Brief | The complete set of records should be given again verbatim.

The records |
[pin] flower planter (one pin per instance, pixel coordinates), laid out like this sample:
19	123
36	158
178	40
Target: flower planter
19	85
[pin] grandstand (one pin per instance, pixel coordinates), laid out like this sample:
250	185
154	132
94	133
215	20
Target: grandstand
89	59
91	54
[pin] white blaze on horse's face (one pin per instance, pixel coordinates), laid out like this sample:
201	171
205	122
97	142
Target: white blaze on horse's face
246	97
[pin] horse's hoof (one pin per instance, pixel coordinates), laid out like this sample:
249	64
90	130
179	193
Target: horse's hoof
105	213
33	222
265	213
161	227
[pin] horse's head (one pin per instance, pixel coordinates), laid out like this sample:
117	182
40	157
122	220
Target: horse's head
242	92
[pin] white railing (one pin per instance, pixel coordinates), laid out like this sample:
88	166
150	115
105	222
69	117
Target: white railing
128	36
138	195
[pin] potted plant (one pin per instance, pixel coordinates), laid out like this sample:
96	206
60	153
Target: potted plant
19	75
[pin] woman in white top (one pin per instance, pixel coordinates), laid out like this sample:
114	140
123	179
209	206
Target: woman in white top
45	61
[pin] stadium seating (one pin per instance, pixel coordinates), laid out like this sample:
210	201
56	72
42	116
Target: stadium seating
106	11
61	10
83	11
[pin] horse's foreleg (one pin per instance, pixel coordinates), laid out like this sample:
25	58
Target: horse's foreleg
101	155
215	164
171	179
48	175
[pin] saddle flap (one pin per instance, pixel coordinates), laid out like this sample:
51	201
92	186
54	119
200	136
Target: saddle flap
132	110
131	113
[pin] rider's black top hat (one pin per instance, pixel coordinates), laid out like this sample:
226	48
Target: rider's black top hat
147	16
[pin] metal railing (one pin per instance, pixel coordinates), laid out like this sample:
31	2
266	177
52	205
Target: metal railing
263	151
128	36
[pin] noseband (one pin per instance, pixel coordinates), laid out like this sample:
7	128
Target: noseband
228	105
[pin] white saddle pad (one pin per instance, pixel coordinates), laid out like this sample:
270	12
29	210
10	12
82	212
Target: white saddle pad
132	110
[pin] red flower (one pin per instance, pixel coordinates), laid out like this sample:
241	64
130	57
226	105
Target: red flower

Result of the exercise |
[pin] flower planter (one pin per instance, pixel coordinates), laid out like this sample:
19	123
36	158
178	40
Target: flower planter
19	85
[pin] grandstand (one pin per instance, pixel coordinates), laid out like this sample:
250	185
154	132
94	133
215	20
Target: grandstand
89	59
91	54
[pin] white blaze on horse's face (one pin per instance, pixel coordinates), laid out like this sample:
201	171
205	122
97	142
Target: white blaze on horse's face
246	97
[pin] horse's hoof (one pin per instance, pixel coordinates), laid out like this sample:
249	64
90	130
179	193
Target: horse's hoof
105	213
33	222
265	213
161	227
[pin] horse's head (one pin per instance, pixel coordinates), laid out like this sample:
117	182
40	157
122	220
Target: horse's head
242	92
[pin] white railing (one pin per instance, pixel coordinates), laid out like this sample:
88	166
150	115
105	222
69	117
Target: white railing
128	36
138	195
[pin] potted plant (one pin per instance, pixel coordinates), laid out like this sample:
96	206
60	153
Target: potted plant
19	75
[pin] woman in white top (one pin per instance, pixel coordinates), laid out like this sample:
114	140
123	179
209	206
Target: woman in white top
45	61
[pin] stadium seating (one pin per instance, pixel coordinates), laid out like this sample:
210	201
56	72
42	116
Target: stadium seating
106	11
61	10
83	11
[pin] horse's foreleg (one pin per instance, pixel coordinates), laid out like this sample:
25	58
Target: horse's foreleg
101	155
215	164
171	179
48	175
[pin] saddle flap (one pin per instance, pixel coordinates), laid out like this sample:
51	201
92	186
54	119
200	136
Target: saddle flap
132	110
131	113
[pin] rider's black top hat (one pin per instance, pixel coordinates), laid out like this sample:
226	48
Target: rider's black top hat
147	16
[pin] metal railing (one pin per instance, pixel coordinates), laid out like this sample:
31	2
266	177
52	205
Target: metal railing
263	151
128	36
[pin] noseband (one pin per instance, pixel coordinates), laid out like this sample:
7	128
Target: noseband
228	105
[pin] white saddle pad (one pin per instance, pixel coordinates), laid out like this sample:
270	12
29	210
10	12
82	212
Target: white saddle pad
132	110
[pin] red flower (one pin per instance, pixel coordinates), laid out like this sample:
241	64
130	57
226	105
Target: red flower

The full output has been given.